» **WORK TASK**
Search the entries below for the word "reflection" and copy each line that has it.

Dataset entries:
== Segment start ==
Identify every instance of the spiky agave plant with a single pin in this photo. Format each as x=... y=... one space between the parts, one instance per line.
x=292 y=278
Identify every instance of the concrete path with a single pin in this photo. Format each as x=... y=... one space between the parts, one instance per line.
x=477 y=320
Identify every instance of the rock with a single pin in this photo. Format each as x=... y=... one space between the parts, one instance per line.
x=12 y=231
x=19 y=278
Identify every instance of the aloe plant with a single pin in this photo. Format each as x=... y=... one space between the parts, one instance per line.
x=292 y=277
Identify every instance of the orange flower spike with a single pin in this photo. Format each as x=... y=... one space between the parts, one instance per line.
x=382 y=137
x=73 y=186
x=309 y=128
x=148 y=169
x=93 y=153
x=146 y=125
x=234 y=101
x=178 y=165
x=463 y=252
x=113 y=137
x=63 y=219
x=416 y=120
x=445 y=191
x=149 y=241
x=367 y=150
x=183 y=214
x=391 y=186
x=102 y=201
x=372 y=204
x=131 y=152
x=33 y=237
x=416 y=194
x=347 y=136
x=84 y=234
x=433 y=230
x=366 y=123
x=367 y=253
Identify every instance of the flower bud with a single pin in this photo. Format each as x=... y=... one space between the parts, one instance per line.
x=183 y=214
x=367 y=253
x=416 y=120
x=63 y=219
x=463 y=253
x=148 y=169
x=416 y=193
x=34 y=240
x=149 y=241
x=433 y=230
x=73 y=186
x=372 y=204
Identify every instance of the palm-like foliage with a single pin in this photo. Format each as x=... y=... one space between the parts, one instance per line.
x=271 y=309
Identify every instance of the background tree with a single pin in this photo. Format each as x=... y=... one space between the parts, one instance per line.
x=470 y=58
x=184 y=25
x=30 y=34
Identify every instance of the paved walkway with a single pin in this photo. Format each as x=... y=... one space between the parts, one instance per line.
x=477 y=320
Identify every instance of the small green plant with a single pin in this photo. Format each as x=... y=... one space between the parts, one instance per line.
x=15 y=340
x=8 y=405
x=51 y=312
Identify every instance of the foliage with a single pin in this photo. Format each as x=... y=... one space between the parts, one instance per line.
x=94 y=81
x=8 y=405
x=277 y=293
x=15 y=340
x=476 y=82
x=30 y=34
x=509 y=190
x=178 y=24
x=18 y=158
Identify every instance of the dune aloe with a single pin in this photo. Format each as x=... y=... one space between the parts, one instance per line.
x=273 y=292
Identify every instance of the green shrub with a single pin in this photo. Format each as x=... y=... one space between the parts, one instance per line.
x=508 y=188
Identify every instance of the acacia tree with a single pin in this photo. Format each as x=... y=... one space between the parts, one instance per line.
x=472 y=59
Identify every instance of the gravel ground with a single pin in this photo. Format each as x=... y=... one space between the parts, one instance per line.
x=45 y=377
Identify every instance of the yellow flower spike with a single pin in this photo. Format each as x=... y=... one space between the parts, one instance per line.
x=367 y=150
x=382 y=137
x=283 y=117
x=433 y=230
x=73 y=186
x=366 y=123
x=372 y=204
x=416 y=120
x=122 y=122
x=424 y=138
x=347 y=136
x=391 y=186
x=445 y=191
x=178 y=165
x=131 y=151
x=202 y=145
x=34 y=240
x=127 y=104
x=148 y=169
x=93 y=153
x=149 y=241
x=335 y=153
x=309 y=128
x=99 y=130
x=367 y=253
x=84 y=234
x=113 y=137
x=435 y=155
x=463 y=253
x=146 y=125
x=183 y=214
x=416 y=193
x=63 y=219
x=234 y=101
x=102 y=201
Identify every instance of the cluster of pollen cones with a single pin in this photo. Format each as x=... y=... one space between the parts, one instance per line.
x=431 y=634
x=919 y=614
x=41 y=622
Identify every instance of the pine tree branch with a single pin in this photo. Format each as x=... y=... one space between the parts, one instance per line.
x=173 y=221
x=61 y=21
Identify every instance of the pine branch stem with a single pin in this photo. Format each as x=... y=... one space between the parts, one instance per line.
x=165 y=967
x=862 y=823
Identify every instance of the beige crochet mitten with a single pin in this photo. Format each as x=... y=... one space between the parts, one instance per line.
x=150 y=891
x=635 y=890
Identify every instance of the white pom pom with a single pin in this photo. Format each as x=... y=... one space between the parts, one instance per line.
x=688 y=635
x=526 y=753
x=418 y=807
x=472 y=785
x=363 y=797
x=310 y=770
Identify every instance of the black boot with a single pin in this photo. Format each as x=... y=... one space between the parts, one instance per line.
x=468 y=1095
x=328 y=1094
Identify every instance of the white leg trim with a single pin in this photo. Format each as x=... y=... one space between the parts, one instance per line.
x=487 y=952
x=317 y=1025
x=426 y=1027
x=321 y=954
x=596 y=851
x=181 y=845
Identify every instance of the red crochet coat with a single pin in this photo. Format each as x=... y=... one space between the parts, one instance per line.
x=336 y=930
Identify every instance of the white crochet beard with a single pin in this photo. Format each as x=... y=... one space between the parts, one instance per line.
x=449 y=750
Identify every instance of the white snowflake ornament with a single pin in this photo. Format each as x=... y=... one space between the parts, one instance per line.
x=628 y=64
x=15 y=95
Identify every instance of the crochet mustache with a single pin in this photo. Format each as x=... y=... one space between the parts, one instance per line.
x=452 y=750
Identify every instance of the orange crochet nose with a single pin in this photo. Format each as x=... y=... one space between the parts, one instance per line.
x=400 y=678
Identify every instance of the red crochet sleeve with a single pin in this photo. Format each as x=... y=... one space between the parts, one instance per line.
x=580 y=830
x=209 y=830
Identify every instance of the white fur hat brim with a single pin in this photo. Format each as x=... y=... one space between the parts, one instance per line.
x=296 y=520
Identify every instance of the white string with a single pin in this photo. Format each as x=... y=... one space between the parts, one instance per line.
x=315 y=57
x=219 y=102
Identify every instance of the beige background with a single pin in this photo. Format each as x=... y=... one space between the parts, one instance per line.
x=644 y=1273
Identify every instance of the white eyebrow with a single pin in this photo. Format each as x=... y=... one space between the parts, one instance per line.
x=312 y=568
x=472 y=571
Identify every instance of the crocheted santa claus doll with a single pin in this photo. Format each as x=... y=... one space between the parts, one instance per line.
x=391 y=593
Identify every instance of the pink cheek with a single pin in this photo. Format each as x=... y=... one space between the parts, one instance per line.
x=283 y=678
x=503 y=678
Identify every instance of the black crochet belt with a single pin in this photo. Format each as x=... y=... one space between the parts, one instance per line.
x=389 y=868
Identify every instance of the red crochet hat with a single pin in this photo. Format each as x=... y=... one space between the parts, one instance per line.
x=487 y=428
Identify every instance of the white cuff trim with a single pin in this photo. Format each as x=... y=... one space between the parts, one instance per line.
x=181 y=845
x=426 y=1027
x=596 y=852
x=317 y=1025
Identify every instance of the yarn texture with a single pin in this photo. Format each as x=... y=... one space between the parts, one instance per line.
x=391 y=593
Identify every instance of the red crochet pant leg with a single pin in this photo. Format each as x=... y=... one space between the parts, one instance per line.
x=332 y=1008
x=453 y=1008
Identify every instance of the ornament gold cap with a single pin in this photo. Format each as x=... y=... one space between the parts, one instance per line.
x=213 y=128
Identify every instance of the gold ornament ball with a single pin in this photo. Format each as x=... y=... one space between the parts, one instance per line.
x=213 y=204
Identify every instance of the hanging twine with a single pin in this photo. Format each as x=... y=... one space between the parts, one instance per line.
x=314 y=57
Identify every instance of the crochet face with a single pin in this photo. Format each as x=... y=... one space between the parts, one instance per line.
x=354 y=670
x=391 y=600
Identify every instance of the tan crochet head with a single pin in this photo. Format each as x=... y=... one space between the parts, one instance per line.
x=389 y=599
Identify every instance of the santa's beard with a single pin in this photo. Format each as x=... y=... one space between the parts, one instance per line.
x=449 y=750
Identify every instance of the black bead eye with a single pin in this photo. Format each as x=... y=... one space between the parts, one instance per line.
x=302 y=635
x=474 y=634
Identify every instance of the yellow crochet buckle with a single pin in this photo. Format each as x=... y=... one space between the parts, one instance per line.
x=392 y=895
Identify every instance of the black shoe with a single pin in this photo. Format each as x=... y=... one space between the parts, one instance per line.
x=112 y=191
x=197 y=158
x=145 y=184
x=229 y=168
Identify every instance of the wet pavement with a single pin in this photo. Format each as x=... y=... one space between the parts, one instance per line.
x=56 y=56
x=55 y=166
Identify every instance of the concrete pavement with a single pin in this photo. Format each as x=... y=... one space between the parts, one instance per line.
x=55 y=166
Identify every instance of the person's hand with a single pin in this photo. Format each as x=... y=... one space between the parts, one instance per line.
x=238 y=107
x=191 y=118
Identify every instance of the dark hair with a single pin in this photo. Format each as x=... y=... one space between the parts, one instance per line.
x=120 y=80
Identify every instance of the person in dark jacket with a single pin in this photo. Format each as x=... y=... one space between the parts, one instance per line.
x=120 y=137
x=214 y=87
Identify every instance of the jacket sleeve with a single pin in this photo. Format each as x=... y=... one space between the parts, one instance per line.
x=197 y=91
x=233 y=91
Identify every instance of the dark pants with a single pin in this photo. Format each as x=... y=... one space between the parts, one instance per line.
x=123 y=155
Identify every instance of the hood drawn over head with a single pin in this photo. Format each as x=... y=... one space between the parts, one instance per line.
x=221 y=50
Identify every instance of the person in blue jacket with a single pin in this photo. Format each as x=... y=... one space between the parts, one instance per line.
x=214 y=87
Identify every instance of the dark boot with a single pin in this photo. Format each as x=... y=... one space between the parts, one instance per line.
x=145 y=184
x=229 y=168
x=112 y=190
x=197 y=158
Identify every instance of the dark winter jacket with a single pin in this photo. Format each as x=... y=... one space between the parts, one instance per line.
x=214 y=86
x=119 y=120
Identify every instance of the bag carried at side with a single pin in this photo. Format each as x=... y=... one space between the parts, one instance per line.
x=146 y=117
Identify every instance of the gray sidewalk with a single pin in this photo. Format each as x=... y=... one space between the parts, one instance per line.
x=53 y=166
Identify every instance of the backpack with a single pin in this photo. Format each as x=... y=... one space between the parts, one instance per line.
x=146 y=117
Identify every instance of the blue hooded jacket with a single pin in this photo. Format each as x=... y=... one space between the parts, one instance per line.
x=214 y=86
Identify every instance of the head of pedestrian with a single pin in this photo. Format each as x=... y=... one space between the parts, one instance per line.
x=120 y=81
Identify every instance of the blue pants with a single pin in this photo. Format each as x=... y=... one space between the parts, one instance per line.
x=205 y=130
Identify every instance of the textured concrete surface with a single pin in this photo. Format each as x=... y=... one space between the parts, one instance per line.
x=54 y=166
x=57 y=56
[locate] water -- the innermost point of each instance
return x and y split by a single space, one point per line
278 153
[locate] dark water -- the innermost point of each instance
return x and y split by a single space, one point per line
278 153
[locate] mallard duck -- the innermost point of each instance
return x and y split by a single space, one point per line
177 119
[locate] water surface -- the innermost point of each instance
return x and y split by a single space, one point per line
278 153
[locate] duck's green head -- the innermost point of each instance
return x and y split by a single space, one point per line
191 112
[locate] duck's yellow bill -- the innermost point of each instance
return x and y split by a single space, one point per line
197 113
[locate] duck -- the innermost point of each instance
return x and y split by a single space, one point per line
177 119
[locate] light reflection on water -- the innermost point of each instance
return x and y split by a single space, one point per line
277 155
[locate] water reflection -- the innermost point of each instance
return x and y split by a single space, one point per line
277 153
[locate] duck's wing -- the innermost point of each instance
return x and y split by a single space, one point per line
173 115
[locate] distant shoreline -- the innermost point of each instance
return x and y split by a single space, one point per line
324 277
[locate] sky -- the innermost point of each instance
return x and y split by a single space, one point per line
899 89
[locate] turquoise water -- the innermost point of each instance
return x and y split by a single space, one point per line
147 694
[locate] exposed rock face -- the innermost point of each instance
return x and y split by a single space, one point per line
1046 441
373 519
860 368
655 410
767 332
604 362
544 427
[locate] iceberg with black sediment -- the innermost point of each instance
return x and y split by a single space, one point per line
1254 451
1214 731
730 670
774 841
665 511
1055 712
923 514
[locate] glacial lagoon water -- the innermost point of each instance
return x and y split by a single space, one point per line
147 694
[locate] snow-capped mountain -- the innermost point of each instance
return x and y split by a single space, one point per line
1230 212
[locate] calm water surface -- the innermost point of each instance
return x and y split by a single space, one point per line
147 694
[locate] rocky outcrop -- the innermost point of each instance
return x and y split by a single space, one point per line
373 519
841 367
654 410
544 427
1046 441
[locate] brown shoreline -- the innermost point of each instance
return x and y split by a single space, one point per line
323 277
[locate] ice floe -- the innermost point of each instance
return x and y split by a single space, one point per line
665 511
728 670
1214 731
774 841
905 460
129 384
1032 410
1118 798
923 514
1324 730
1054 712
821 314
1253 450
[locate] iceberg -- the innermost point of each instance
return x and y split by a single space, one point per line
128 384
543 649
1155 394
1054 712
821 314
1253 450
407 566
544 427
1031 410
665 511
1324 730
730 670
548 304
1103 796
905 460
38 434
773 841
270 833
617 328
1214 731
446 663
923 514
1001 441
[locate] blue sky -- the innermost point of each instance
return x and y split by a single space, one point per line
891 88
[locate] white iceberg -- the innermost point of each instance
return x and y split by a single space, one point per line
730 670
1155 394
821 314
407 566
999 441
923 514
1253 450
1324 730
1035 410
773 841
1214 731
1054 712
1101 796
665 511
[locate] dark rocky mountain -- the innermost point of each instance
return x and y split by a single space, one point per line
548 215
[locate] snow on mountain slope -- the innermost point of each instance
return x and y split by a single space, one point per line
== Segment end ==
» **TASK ANSWER**
[locate] light reflection on water -- the innermost point of each instance
[locate] water reflection -- the innermost point of each instance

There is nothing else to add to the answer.